■ **What you need to do**
Give the listing again exactly, omitting its images.

[Stored entries]
########################################

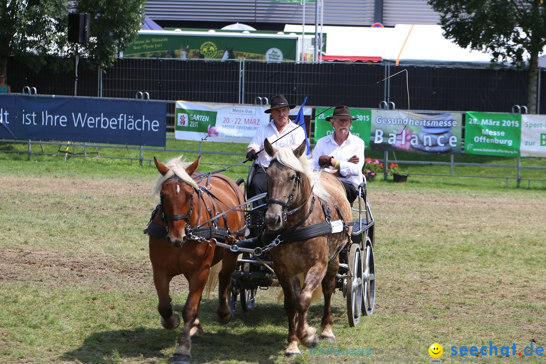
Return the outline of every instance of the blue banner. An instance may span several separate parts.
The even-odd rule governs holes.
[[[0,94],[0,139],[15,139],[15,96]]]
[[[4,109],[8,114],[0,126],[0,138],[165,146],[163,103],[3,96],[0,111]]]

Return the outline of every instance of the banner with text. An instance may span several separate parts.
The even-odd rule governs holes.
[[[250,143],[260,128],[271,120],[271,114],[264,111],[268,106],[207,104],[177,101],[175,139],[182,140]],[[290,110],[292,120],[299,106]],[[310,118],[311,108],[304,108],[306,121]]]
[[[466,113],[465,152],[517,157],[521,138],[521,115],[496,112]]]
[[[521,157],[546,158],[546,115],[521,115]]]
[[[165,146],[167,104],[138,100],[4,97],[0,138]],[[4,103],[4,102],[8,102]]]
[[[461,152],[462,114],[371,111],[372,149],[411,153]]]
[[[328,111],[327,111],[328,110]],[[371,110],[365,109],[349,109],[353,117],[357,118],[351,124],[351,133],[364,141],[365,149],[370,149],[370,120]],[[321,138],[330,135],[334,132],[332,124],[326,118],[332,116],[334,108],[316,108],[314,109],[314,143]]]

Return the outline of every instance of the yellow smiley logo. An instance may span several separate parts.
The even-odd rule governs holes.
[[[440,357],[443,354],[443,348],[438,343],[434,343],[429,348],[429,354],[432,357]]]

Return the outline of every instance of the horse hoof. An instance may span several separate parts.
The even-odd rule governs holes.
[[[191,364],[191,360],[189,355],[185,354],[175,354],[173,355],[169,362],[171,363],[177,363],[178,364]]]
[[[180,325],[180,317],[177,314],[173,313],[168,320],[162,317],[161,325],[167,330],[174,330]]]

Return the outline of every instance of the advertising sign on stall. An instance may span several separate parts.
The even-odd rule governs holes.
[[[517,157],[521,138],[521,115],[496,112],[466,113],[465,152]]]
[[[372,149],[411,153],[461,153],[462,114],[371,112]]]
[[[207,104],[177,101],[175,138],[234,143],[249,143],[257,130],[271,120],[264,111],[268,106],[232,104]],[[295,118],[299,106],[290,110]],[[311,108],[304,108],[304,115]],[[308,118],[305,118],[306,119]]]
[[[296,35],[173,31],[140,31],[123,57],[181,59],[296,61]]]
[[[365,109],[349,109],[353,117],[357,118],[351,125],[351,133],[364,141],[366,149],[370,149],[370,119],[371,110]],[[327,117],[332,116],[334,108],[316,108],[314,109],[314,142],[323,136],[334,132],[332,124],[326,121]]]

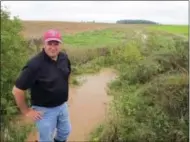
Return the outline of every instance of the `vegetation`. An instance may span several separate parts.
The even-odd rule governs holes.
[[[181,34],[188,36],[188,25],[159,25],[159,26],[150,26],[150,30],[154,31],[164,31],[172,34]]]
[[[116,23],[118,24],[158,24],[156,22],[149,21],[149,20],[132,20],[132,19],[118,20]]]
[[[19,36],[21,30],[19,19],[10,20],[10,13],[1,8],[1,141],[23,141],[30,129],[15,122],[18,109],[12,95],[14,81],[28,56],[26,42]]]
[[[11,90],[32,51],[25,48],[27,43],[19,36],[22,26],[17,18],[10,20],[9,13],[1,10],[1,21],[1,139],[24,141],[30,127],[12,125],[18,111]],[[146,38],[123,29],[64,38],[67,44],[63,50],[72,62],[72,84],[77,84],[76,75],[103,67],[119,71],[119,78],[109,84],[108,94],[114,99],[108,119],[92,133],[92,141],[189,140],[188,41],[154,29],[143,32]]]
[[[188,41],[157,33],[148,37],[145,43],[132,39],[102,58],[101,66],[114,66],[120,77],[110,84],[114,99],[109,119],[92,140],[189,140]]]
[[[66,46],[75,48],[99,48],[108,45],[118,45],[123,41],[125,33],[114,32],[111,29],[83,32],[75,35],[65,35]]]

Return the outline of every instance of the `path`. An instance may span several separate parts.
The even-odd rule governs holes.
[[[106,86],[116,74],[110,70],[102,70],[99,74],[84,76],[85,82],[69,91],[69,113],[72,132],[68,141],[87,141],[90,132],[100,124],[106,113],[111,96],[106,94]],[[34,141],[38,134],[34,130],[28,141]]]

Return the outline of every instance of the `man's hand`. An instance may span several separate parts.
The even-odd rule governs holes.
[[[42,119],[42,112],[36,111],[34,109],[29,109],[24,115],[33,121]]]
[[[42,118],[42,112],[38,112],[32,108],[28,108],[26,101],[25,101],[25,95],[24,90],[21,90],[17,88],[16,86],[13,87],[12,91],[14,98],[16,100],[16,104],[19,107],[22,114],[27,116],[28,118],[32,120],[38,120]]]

########################################

■ **Answer for the task**
Return the outline of every instance of the blue banner. An instance may span several separate parts.
The even-odd rule governs holes.
[[[0,94],[0,139],[15,139],[15,96]]]
[[[4,109],[8,114],[0,126],[0,138],[165,146],[163,103],[3,96],[0,111]]]

Return the outline of every instance of the banner with text. An instance may span several separate parts.
The even-odd rule governs holes.
[[[250,143],[260,128],[271,120],[271,114],[264,111],[268,106],[207,104],[177,101],[175,139],[182,140]],[[290,110],[292,120],[299,106]],[[310,118],[311,108],[304,108],[306,121]]]
[[[466,113],[465,152],[517,157],[521,138],[521,115],[496,112]]]
[[[521,157],[546,158],[546,115],[521,115]]]
[[[165,146],[167,104],[138,100],[4,97],[0,138]],[[4,103],[4,102],[8,102]]]
[[[461,152],[462,114],[371,111],[372,149],[411,153]]]
[[[328,111],[327,111],[328,110]],[[371,110],[365,109],[349,109],[353,117],[357,118],[351,124],[351,133],[364,141],[365,149],[370,149],[370,120]],[[321,138],[330,135],[334,132],[332,124],[326,118],[332,116],[334,108],[316,108],[314,109],[314,143]]]

Return the outline of every instance of the yellow smiley logo. An instance may span several separate parts.
The even-odd rule governs holes.
[[[440,357],[443,354],[443,348],[438,343],[434,343],[429,348],[429,354],[432,357]]]

Return the outline of every instance of the horse hoof. An instance may span several separate parts.
The even-odd rule governs holes.
[[[191,364],[191,360],[189,355],[185,354],[175,354],[173,355],[169,362],[171,363],[177,363],[178,364]]]
[[[180,325],[180,317],[177,314],[173,313],[168,320],[162,317],[161,325],[167,330],[174,330]]]

Return the outline of every instance of the advertising sign on stall. An instance may span several separate parts.
The even-odd rule governs holes.
[[[517,157],[521,138],[521,115],[496,112],[466,113],[465,152]]]
[[[372,149],[411,153],[461,153],[462,114],[371,112]]]
[[[207,104],[177,101],[175,138],[234,143],[249,143],[257,130],[271,120],[264,111],[268,106],[232,104]],[[295,118],[299,106],[290,110]],[[311,108],[304,108],[304,115]],[[308,118],[305,118],[306,119]]]
[[[296,35],[173,31],[140,31],[123,57],[181,59],[296,61]]]
[[[365,109],[349,109],[353,117],[357,118],[351,125],[351,133],[364,141],[366,149],[370,149],[370,119],[371,110]],[[327,117],[332,116],[334,108],[316,108],[314,109],[314,142],[323,136],[334,132],[332,124],[326,121]]]

Return the outline of every instance of the `vegetation`. An instance may span several separate parts.
The even-odd rule governs holes.
[[[181,34],[188,36],[188,25],[159,25],[159,26],[150,26],[150,30],[154,31],[164,31],[172,34]]]
[[[116,23],[118,24],[158,24],[156,22],[149,21],[149,20],[132,20],[132,19],[118,20]]]
[[[19,36],[21,30],[19,19],[10,20],[10,13],[1,8],[1,141],[23,141],[30,129],[15,122],[18,109],[12,95],[14,81],[28,56],[26,42]]]
[[[11,90],[32,51],[25,48],[27,43],[19,36],[22,26],[17,18],[10,20],[9,13],[1,10],[1,21],[1,139],[24,141],[30,127],[12,125],[18,111]],[[146,38],[123,29],[64,38],[67,44],[63,50],[72,62],[72,84],[77,84],[76,75],[103,67],[119,71],[119,78],[109,84],[108,94],[114,99],[108,119],[92,133],[92,141],[189,140],[188,41],[154,29],[143,32]]]
[[[188,41],[157,33],[148,37],[145,43],[132,39],[102,58],[101,66],[114,66],[120,77],[110,84],[114,99],[109,119],[92,140],[189,140]]]
[[[66,46],[75,48],[99,48],[108,45],[118,45],[123,41],[125,33],[114,32],[111,29],[83,32],[75,35],[65,35]]]

Return the outline of every instance of the `path`. An instance may span several separate parts.
The even-odd rule governs holes.
[[[106,86],[116,74],[110,70],[102,70],[99,74],[84,76],[85,82],[69,91],[69,113],[72,132],[68,141],[87,141],[90,132],[100,124],[106,113],[111,96],[106,94]],[[34,141],[38,134],[34,130],[28,141]]]

Return the outline of every instance of the `man's hand`. An instance may span several separate parts.
The even-odd rule governs holes.
[[[42,119],[42,112],[36,111],[34,109],[29,109],[24,115],[33,121]]]
[[[42,118],[42,112],[38,112],[32,108],[28,108],[26,101],[25,101],[25,95],[24,90],[21,90],[17,88],[16,86],[13,87],[12,91],[14,98],[16,100],[16,104],[19,107],[22,114],[27,116],[28,118],[32,120],[38,120]]]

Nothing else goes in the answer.